* [Requirement A] In the rows, update the part that runs from their start through the line containing "[0, 0, 1344, 891]", changing "car dashboard" to "vehicle dashboard" and leaving everything else unchanged.

* [Text section]
+ + + + +

Well, I opted to put aluminum angle pieces on today, had to drill ad tap a second bolt hole on the left part of base. transferred right hand holes to the angle piece. Used a 41/2 angle grinder with cut off disc to trim corners on inside of angle pieces…....very solid fence, back to hardwood floor job. Took me an hour to put it all together.


----------



## runswithscissors (Nov 8, 2012)

I broke part of the fence on my Hitachi SCMS. My own fault. My mistake was to have the blade touching the work (may have been aluminum, not wood-don't remember for sure). Unlike an induction motor, which doesn't have a lot of startup torque, a universal motor has huge startup torque. I had to search around the shop to find the broken pieces. Eventually I bought a replacement part.

Anyhow, that's something to watch out for on a miter saw: don't let the blade touch until it''s up to speed.l


----------



## TongueAndTeak (Jul 24, 2014)

I see this is an old thread but in case anyone needs Kobalts direct number. I just contacted the Lowe's power tool customer service desk at 1-888-775-6937 and they transfered me over to Kobalts direct service 1-888-356-2258.

The customer service rep for kobalt told me that since my issue was a safety related issue (blade guard keeps sticking anyimte I make a cut) that they should exchange it at the lowes store. Worth a shot to contact the manager at the lowes store and state it's a safety issue.


----------

+ + + + +

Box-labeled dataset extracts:
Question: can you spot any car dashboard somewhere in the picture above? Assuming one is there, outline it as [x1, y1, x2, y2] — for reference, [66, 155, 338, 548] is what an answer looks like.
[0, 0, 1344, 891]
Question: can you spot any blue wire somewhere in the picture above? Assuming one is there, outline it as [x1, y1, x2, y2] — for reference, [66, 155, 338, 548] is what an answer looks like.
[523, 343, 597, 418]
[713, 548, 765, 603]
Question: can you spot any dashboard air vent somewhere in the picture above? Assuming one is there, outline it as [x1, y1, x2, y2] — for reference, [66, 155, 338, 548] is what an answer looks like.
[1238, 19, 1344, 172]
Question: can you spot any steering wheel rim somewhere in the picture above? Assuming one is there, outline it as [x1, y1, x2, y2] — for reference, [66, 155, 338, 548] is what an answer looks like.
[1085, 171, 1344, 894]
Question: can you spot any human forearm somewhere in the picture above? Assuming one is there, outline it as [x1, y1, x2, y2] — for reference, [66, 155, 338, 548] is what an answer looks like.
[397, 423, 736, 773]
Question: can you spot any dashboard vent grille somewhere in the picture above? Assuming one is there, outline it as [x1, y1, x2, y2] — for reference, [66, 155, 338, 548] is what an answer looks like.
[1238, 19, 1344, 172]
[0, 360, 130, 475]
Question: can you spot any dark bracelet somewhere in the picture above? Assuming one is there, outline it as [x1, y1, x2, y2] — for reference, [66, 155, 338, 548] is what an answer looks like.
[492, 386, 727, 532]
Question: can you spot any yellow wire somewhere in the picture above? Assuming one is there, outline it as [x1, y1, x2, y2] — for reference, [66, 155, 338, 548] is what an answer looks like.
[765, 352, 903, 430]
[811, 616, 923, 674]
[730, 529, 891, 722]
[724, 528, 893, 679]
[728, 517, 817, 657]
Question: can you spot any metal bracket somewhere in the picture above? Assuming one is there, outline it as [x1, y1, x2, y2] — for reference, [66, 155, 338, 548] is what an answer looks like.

+ + + + +

* [Requirement B] In the miter saw thread, how long did the aluminum angle fence take to put together?

* [Written answer A]
Question: can you spot any vehicle dashboard somewhere in the picture above? Assuming one is there, outline it as [x1, y1, x2, y2] — for reference, [66, 155, 338, 548] is what an answer looks like.
[0, 0, 1344, 891]

* [Written answer B] An hour.